start Text block

T-SQL Tuesday #153 – The Conference That Changed Everything

Words: 585

Time to read: ~ 3 minutes

Welcome to T-SQL Tuesday, the monthly blogging party created by Adam Machanic, maintained by Steve Jones (twitter | blog), and hosted this month by Kevin Kline (twitter | blog).


This month, the topic is:


Tell us the story of how attending an IT conference or event resulted in an amazing career or life opportunity.


I have gone to my fair share of conferences, especially since I still think I’ve only been in the community for a relatively short time.
Less than a decade so far.
This duration is a guess, though, because I don’t want to take a more extended look if that number is too low and I start having scary thoughts.

The idea of picking out a single IT conference is also a scary thought.
The number of standout events is more than any professional should be lucky enough to have.
In any event that I have gone to, the talks have been more than knowledgeable; they have been inspiring.
To leave a conference without a renewed energy and motivation to dive into the plugged tech is rare, and it only happened to me once when I went after flying & driving for more hours than I had slept in the previous days.

So it’s not the tech side of events that I want to extoll; it’s the “softer” side, the people & the memories.
I will be cheeky and say that my answer for this T-SQL Tuesday will be all of them, but for different reasons.


SQL Pass for meeting up with the dbatools team and meeting with Jess Pomfret (twitter | blog), Chrissy LeMaire (twitter | blog), Constantine Kokkinos (twitter | blog), Andy Levy (twitter | blog), and John G Hohengarten 👞 (twitter).


SQL Bits, as an attendee, for meeting up with Mötz Jensen (twitter), Dan Alexander (twitter) and Rob Sewell (twitter | blog).
SQL Bits, as a volunteer, for joking and laughing with Neil Holmes (twitter) outside the event to keep warm and realising that Erik Darling (twitter | blog) despairs my taste in whiskey.


Data Grillen, for meeting a great man in Reitse Eskens (twitter | blog), being dazzled by Ben Weissman (twitter | blog) & William Durkin (twitter), and finding out that Hamish Watson (twitter | blog) isn’t as cool as I thought; he’s cooler.

end Text block

### Tasks
#1 Answer these questions about the T-SQL Tuesday post:
(a) Who created T-SQL Tuesday?
(b) Who is hosting this month?
(c) At which event did the writer meet the dbatools team?
#2 Quote the T-SQL Tuesday post from "Tell us the" up to and including "decade so far.".
#3 Write what comes next in the T-SQL Tuesday post, picking up after its final sentence.

start Collected material

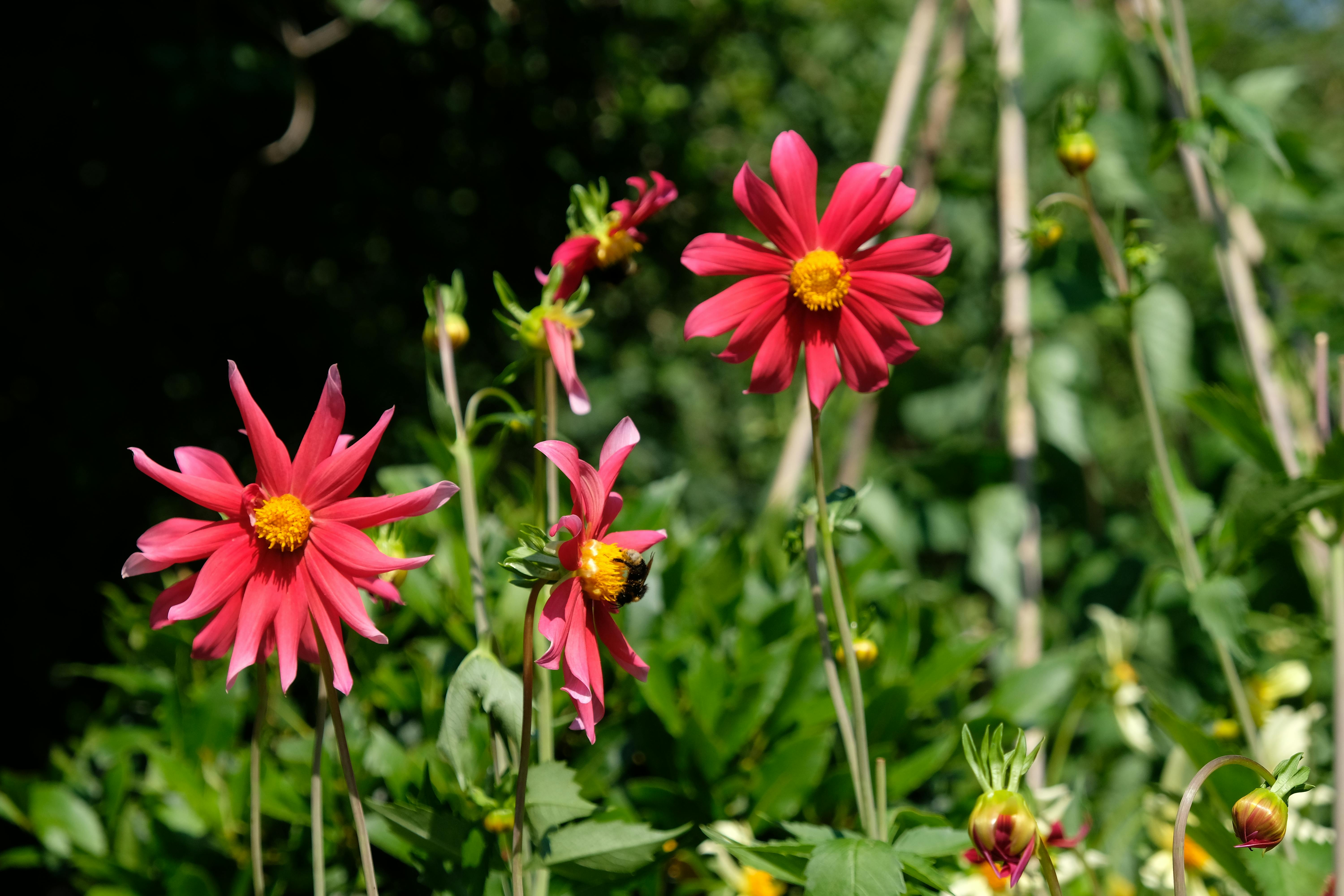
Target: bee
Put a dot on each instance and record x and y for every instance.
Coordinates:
(638, 574)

end Collected material

### Results of the tasks
#1
(a) Adam Machanic
(b) Kevin Kline
(c) SQL Pass

#2
Tell us the story of how attending an IT conference or event resulted in an amazing career or life opportunity.


I have gone to my fair share of conferences, especially since I still think I’ve only been in the community for a relatively short time.
Less than a decade so far.

#3
SQL Saturday Boston, for realising that Andy Mallon (twitter | blog) is a fantastic person to be able to organise, invite, welcome, and help host an all-day event with aplomb.


SQL Saturday Cork, for having non-tech chats on a cricket pitch with Kevin Kline (see starting paragraph) and Sander Stad (twitter | blog) on a rare sunny Irish day, talking about random topics we realised all interested us.


Data Scotland, for meeting up with people I had come to know online but not had a chance to meet face to face; Brett Miller (twitter | blog), Craig Porteous (twitter | blog), Paul Broadwith (twitter | blog), Johan Ludvig Brattås (twitter), Cathrine Wilhelmsen (twitter | blog), and John Armando McCormack (twitter | blog).


And for any PowerShell conference, for enlightening me to the genius of Mathias Jessen (twitter | blog), Adil Leghari (twitter), Chris Gardner (twitter | blog), and Adam Russell (twitter | blog).

I will have to stop before the memories stretch out, and I get caught up in them all evening. There are too many people to name in a short blog post, and the amount of memories makes me re-think the amount of time I’ve been in IT, leading to Scary Thoughts again.

The Conference that changed everything? All of them, and hopefully each one that will have me next.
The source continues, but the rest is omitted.